Rewrite the records below with every "objects please" swapped for "boxes", keeping everything else the same.

··· LISTED ENTRIES

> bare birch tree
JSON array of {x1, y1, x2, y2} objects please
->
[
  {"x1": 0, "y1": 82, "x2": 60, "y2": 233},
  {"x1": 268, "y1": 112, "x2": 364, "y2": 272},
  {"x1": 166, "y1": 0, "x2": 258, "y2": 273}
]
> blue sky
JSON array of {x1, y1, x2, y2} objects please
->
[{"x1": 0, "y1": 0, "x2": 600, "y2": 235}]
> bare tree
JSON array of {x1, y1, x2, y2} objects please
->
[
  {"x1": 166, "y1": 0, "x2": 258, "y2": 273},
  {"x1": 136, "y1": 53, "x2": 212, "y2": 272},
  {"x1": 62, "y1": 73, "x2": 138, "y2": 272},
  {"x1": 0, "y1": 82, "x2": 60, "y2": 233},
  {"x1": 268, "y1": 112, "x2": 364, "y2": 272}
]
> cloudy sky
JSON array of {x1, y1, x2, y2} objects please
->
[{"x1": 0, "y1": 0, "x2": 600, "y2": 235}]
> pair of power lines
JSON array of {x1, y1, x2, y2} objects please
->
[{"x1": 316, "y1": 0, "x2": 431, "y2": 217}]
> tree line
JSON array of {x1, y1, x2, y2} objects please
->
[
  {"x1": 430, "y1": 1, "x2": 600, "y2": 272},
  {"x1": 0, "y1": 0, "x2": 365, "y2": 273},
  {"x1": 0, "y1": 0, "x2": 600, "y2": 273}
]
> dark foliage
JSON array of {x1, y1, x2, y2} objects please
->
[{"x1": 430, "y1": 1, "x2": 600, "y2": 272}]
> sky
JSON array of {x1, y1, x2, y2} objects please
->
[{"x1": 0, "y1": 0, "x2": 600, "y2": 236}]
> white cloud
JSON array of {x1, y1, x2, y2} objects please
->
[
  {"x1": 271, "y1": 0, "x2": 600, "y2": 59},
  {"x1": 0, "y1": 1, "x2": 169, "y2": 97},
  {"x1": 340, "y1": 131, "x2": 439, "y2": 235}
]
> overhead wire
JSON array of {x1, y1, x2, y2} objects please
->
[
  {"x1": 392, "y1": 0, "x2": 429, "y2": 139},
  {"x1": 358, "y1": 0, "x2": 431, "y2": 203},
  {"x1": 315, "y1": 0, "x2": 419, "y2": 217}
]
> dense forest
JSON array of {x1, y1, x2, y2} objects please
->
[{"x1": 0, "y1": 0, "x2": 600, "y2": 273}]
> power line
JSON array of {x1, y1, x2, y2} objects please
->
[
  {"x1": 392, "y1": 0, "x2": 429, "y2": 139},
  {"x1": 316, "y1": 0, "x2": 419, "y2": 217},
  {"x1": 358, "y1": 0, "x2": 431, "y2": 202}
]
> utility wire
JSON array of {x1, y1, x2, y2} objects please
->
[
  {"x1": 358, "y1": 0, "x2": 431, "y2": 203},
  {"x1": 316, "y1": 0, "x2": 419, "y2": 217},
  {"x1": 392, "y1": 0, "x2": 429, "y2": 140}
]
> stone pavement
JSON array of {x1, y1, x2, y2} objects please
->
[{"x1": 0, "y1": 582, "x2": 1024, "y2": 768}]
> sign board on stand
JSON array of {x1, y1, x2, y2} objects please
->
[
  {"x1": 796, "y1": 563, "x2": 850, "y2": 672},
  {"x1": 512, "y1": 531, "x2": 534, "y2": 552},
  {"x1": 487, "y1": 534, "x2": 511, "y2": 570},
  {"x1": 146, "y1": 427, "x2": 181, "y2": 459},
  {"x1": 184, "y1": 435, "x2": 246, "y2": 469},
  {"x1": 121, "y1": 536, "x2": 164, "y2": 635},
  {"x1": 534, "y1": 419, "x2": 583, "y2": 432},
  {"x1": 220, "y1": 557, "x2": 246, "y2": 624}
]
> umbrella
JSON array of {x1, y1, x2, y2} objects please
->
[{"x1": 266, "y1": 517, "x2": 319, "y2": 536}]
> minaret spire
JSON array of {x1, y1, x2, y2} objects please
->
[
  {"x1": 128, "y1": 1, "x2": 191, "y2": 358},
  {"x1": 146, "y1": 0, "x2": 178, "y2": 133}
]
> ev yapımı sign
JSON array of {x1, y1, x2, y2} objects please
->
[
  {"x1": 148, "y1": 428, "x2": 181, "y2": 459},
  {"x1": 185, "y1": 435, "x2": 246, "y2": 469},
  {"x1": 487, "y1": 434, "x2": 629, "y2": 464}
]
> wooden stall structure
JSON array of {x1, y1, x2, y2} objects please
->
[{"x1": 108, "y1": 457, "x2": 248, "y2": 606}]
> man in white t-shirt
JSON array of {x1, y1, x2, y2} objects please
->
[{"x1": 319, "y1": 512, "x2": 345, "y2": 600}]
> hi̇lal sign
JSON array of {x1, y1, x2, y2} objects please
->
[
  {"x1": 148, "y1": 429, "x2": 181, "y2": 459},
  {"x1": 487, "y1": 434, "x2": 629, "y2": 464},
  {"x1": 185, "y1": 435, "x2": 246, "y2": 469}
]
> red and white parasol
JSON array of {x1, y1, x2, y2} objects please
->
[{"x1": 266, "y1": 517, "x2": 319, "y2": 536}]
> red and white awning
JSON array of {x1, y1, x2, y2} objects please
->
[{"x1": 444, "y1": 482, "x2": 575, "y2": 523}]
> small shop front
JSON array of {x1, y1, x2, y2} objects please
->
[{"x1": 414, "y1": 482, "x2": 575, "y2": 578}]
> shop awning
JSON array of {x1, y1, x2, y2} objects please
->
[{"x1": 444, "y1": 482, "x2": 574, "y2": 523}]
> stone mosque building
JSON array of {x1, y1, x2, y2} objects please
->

······

*EXERCISE SOLUTION*.
> bare birch tree
JSON array of {x1, y1, x2, y2} boxes
->
[
  {"x1": 0, "y1": 82, "x2": 60, "y2": 233},
  {"x1": 268, "y1": 112, "x2": 364, "y2": 272},
  {"x1": 166, "y1": 0, "x2": 258, "y2": 273}
]
> blue sky
JSON array of {x1, y1, x2, y2} boxes
->
[{"x1": 0, "y1": 0, "x2": 600, "y2": 235}]
> bare tree
JSON array of {x1, y1, x2, y2} boxes
->
[
  {"x1": 166, "y1": 0, "x2": 258, "y2": 273},
  {"x1": 136, "y1": 53, "x2": 212, "y2": 272},
  {"x1": 62, "y1": 73, "x2": 138, "y2": 272},
  {"x1": 0, "y1": 82, "x2": 60, "y2": 233},
  {"x1": 268, "y1": 112, "x2": 364, "y2": 272}
]
> cloudy sky
JSON array of {x1, y1, x2, y2} boxes
->
[{"x1": 0, "y1": 0, "x2": 600, "y2": 235}]
> pair of power lines
JSON array of {x1, y1, x2, y2} boxes
->
[{"x1": 316, "y1": 0, "x2": 431, "y2": 217}]
> tree line
JSON array of {x1, y1, x2, y2} boxes
->
[
  {"x1": 430, "y1": 1, "x2": 600, "y2": 272},
  {"x1": 0, "y1": 0, "x2": 365, "y2": 273},
  {"x1": 0, "y1": 0, "x2": 600, "y2": 273}
]
> dark foliage
JSON array of {x1, y1, x2, y2} boxes
->
[{"x1": 430, "y1": 1, "x2": 600, "y2": 272}]
> sky
JSON array of {x1, y1, x2, y2} boxes
->
[{"x1": 0, "y1": 0, "x2": 600, "y2": 236}]
> white cloud
JSON array of {x1, y1, x2, y2} boxes
->
[
  {"x1": 271, "y1": 0, "x2": 600, "y2": 59},
  {"x1": 0, "y1": 1, "x2": 169, "y2": 97},
  {"x1": 340, "y1": 131, "x2": 439, "y2": 235}
]
> overhead wire
JSON array of {x1, y1, x2, y2} boxes
->
[
  {"x1": 392, "y1": 0, "x2": 429, "y2": 139},
  {"x1": 358, "y1": 0, "x2": 431, "y2": 203},
  {"x1": 315, "y1": 0, "x2": 419, "y2": 217}
]
> dense forest
JSON array of {x1, y1, x2, y2} boxes
->
[{"x1": 0, "y1": 0, "x2": 600, "y2": 273}]
> power line
JSON array of {x1, y1, x2, y2} boxes
->
[
  {"x1": 392, "y1": 0, "x2": 429, "y2": 139},
  {"x1": 316, "y1": 0, "x2": 419, "y2": 217},
  {"x1": 358, "y1": 0, "x2": 431, "y2": 202}
]
> utility wire
JSON array of {x1, y1, x2, y2} boxes
->
[
  {"x1": 358, "y1": 0, "x2": 431, "y2": 203},
  {"x1": 316, "y1": 0, "x2": 419, "y2": 217},
  {"x1": 392, "y1": 0, "x2": 429, "y2": 140}
]
> stone pavement
JSON array of {x1, y1, x2, y2} boxes
->
[{"x1": 0, "y1": 582, "x2": 1024, "y2": 768}]
> sign board on stand
JSON array of {x1, y1, x2, y2} boxes
->
[
  {"x1": 796, "y1": 563, "x2": 850, "y2": 672},
  {"x1": 512, "y1": 531, "x2": 534, "y2": 552},
  {"x1": 487, "y1": 534, "x2": 511, "y2": 570},
  {"x1": 146, "y1": 427, "x2": 181, "y2": 459},
  {"x1": 184, "y1": 435, "x2": 246, "y2": 469},
  {"x1": 121, "y1": 536, "x2": 164, "y2": 635},
  {"x1": 534, "y1": 419, "x2": 583, "y2": 432},
  {"x1": 220, "y1": 557, "x2": 246, "y2": 624}
]
> umbrella
JSON array of {x1, y1, x2, y2} boxes
->
[{"x1": 266, "y1": 517, "x2": 319, "y2": 536}]
> minaret spire
JSON array of {x1, y1, x2, y2} boxes
->
[
  {"x1": 128, "y1": 1, "x2": 191, "y2": 358},
  {"x1": 146, "y1": 0, "x2": 178, "y2": 133}
]
> ev yapımı sign
JSON array of {x1, y1, x2, y2} boxes
->
[
  {"x1": 148, "y1": 428, "x2": 181, "y2": 459},
  {"x1": 185, "y1": 435, "x2": 246, "y2": 469},
  {"x1": 487, "y1": 434, "x2": 629, "y2": 464}
]
> wooden stall structure
JSON array of {x1, y1, x2, y2} boxes
->
[{"x1": 108, "y1": 457, "x2": 248, "y2": 606}]
> man in white t-shirt
JSON array of {x1, y1, x2, y2} boxes
->
[{"x1": 319, "y1": 512, "x2": 345, "y2": 600}]
> hi̇lal sign
JSON array of {x1, y1, x2, y2} boxes
->
[
  {"x1": 148, "y1": 429, "x2": 181, "y2": 459},
  {"x1": 487, "y1": 434, "x2": 629, "y2": 464},
  {"x1": 185, "y1": 435, "x2": 246, "y2": 469}
]
> red and white parasol
JSON array of {x1, y1, x2, y2} boxes
->
[{"x1": 266, "y1": 517, "x2": 319, "y2": 536}]
> red and white awning
JSON array of {x1, y1, x2, y2} boxes
->
[{"x1": 444, "y1": 482, "x2": 575, "y2": 523}]
> small shop front
JSON array of {x1, y1, x2, y2} boxes
->
[{"x1": 414, "y1": 482, "x2": 575, "y2": 578}]
> shop awning
JSON array of {x1, y1, x2, y2} boxes
->
[{"x1": 444, "y1": 482, "x2": 574, "y2": 523}]
> stone mosque building
JSON array of {x1, y1, x2, y2} boxes
->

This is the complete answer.